Start of Block

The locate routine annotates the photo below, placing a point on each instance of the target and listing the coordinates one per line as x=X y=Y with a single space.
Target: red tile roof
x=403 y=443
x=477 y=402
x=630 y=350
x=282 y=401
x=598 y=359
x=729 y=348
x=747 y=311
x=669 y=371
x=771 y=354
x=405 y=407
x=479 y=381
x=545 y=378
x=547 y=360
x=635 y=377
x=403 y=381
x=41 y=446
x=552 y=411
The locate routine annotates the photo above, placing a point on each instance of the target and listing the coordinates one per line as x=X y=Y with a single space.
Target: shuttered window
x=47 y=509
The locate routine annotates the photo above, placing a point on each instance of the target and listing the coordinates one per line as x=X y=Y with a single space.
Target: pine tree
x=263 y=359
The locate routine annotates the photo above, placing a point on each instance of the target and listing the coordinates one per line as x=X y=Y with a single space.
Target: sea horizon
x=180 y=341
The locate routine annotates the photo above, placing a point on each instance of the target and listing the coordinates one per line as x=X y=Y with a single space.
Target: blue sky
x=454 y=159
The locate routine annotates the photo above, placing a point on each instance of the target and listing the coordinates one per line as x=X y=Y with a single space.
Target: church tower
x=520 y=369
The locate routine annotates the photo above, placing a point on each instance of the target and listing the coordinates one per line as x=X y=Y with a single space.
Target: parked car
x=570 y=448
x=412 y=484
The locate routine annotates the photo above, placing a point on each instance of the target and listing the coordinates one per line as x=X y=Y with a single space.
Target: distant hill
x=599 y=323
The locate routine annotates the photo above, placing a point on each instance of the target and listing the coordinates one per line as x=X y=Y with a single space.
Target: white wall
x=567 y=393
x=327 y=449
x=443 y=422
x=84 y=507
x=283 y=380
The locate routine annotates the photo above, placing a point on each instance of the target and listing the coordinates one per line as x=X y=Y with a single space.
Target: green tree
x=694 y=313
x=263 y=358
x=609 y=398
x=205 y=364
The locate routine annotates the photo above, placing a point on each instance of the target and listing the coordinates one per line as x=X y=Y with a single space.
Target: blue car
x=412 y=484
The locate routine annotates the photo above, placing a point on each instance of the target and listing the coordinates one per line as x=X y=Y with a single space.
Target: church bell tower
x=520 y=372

End of Block

> What you should do: Restate the data above in full, word for word.

> Written solution:
The locate routine annotates the photo below, placing a point on each instance of the target and listing the coordinates one per line as x=X y=Y with a single space.
Target: red tile roof
x=403 y=443
x=477 y=402
x=630 y=350
x=282 y=401
x=598 y=359
x=729 y=348
x=747 y=311
x=669 y=371
x=771 y=354
x=405 y=407
x=479 y=381
x=545 y=378
x=547 y=360
x=635 y=377
x=403 y=381
x=41 y=446
x=552 y=411
The locate routine annotates the photo above, placing a point on each instance of the target and listing the coordinates one per line as x=X y=Y with a single space.
Target: shuttered window
x=47 y=509
The locate routine annotates the photo above, placing a point on each instance of the target and listing the coordinates one per line as x=X y=Y with a single space.
Target: pine tree
x=263 y=359
The locate routine annotates the photo above, placing a point on each instance of the target and listing the coordinates one per line as x=X y=Y with a single space.
Target: sea horizon
x=180 y=341
The locate routine annotates the photo above, placing a point on each instance of the target and listing the coordinates one per line as x=X y=Y with a single space.
Target: blue sky
x=454 y=159
The locate routine annotates the photo above, placing a point on each instance of the target and listing the coordinates one per line as x=X y=Y with a single space.
Target: church tower
x=520 y=369
The locate routine annotates the photo above, placing a point on each instance of the target and listing the coordinates one per line as x=X y=Y with a single space.
Target: parked car
x=570 y=448
x=412 y=484
The locate routine annotates the photo above, placing a point on each instance of the target and listing the coordinates one per line as x=X y=Y with a single space.
Target: distant hill
x=599 y=323
The locate routine annotates the photo above, placing a point on each instance of the target and listing the coordinates one per line as x=X y=Y with a single space.
Target: white wall
x=567 y=393
x=327 y=449
x=443 y=422
x=84 y=507
x=283 y=380
The locate routine annotates the photo above, placing a point on each instance of the target and listing the coordinates one per line as x=X y=Y with a single space.
Target: green tree
x=694 y=313
x=263 y=358
x=609 y=398
x=205 y=364
The locate routine annotates the photo above, placing a point on each instance of the target and listing the coordinates one per line as x=X y=Y with a single space.
Target: blue car
x=412 y=484
The locate routine annotates the photo above, placing a point on each instance of the target and listing the coordinates one per line as x=X y=Y with a single space.
Target: church bell tower
x=520 y=372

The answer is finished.